What the exercise asks:
Ignoring the images, restate the records below word for word.

Natural language region descriptions
************
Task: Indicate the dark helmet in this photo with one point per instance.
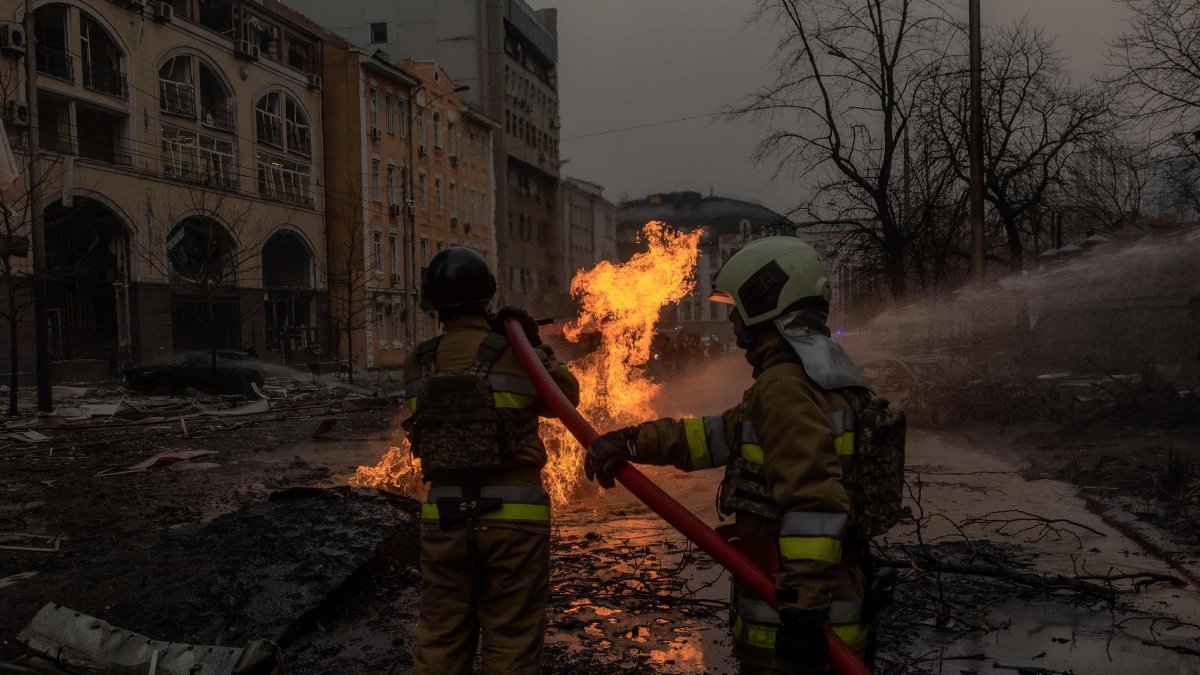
(455, 278)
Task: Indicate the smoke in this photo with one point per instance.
(1126, 309)
(713, 386)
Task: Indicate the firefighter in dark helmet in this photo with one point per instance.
(784, 449)
(485, 531)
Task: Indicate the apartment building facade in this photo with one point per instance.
(588, 223)
(507, 53)
(181, 171)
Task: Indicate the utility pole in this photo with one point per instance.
(976, 148)
(45, 394)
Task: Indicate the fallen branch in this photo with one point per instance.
(1047, 581)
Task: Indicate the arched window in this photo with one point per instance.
(216, 100)
(281, 121)
(101, 60)
(201, 252)
(299, 132)
(269, 120)
(177, 93)
(282, 124)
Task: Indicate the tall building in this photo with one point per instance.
(411, 165)
(507, 53)
(588, 225)
(181, 168)
(367, 102)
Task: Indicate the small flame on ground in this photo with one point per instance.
(619, 305)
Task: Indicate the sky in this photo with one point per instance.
(624, 64)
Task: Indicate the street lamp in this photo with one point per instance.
(412, 290)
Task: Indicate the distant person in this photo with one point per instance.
(313, 358)
(795, 452)
(485, 525)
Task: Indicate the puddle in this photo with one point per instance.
(1060, 638)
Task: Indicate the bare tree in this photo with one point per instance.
(348, 278)
(204, 252)
(850, 75)
(1157, 64)
(1035, 121)
(1108, 181)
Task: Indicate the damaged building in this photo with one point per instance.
(183, 162)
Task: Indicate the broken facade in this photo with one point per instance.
(183, 166)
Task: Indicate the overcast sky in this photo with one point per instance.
(629, 63)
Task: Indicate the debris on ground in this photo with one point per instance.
(72, 640)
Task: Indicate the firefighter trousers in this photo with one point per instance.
(493, 587)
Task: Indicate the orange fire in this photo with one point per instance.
(619, 306)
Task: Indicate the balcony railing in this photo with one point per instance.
(177, 97)
(217, 114)
(55, 61)
(106, 79)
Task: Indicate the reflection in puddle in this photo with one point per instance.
(1063, 638)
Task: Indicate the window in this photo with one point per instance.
(283, 179)
(378, 33)
(270, 114)
(383, 326)
(189, 155)
(216, 101)
(177, 94)
(101, 60)
(268, 120)
(394, 252)
(299, 54)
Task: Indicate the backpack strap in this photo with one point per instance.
(426, 356)
(490, 351)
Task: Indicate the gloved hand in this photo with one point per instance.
(528, 323)
(801, 639)
(609, 453)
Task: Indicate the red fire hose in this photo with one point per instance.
(743, 568)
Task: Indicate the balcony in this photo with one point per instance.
(177, 97)
(106, 79)
(55, 61)
(217, 114)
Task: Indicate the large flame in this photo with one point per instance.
(619, 308)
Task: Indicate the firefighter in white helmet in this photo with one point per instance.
(783, 449)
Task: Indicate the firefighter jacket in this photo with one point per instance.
(519, 479)
(783, 449)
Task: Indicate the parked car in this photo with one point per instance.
(234, 374)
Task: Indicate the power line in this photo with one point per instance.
(647, 125)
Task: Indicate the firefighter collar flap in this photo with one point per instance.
************
Solution below:
Task: Indicate the dark helmet in this photo with one point per instance.
(455, 278)
Task: Indicate the smoke in this photo with one point per instance.
(1126, 309)
(713, 386)
Task: Indicate the firefighter in dark helmet in this photo with one point per instance.
(784, 449)
(485, 531)
Task: Indicate the apartment building facade in this photo with one point per instance.
(588, 223)
(507, 53)
(181, 171)
Task: Indicate the utility pole in this photo with one point per instance.
(976, 148)
(45, 394)
Task: Indicate the fallen branch in this photo with one point per instance.
(1047, 581)
Task: Indicate the arched window in this photo with one point per instance.
(216, 100)
(281, 121)
(101, 60)
(201, 252)
(299, 132)
(269, 120)
(177, 93)
(282, 124)
Task: Indicate the tall building in this photo with one point per instance.
(411, 165)
(507, 53)
(588, 225)
(181, 168)
(367, 102)
Task: Indicate the small flame on ground in this photo with one point per instance.
(619, 305)
Task: Indicate the sky in this photo with one point per instance.
(624, 64)
Task: Indicate the street lamp in this photo with one point per instance.
(412, 290)
Task: Indicate the distant person in this photo with one point per instance.
(313, 358)
(795, 452)
(485, 525)
Task: Indicate the puddle in this photo with one point per instance.
(1060, 638)
Task: Indicate the bare tree in this photo with one point per instance.
(348, 278)
(204, 252)
(850, 75)
(1157, 64)
(1035, 121)
(1108, 181)
Task: Indicate the damaged building in this photo with one point per instance.
(183, 162)
Task: Indicate the broken facade in this photo with one point per instance.
(183, 166)
Task: Indicate the overcast sky in this photo with one point per instance.
(629, 63)
Task: Indicate the debris on ground in this photo with one point per instance.
(72, 640)
Task: Indicate the firefighter trousers in this photo with one point per instance.
(493, 587)
Task: Indicate the orange fire in this photo with one point per instance.
(619, 306)
Task: Indicate the balcony railing in this photo with one point per instance.
(177, 97)
(217, 114)
(55, 61)
(106, 79)
Task: Indicate the reflection in puddle in this photo with one point per instance.
(1063, 638)
Task: Indicate the window in this photo with one point per instance.
(283, 179)
(378, 33)
(270, 114)
(383, 326)
(189, 155)
(216, 101)
(177, 94)
(101, 60)
(268, 120)
(394, 252)
(299, 54)
Task: Indicate the backpack strap in this photo with one point per instance.
(426, 356)
(490, 351)
Task: Indicate the gloved hand in this photo with one point per instance.
(528, 323)
(801, 639)
(609, 453)
Task: Indicate the red fire hose in this photo with one point per instance.
(743, 568)
Task: Indicate the balcony in this photo with one point per instance.
(177, 97)
(106, 79)
(55, 61)
(217, 114)
Task: Indicate the large flame in this photo with one point per instance.
(619, 308)
Task: Indicate the firefighter in white helmet in this photo with one point per instance.
(783, 449)
Task: Indicate the firefighter jacket in this photo with one point per instance.
(519, 479)
(783, 449)
Task: Indicate the parked car in this photo with one point per instance.
(234, 374)
Task: Indicate the power line in this photo with one point per instance.
(647, 125)
Task: Indicate the firefighter collar flap in this photo with one point per instance.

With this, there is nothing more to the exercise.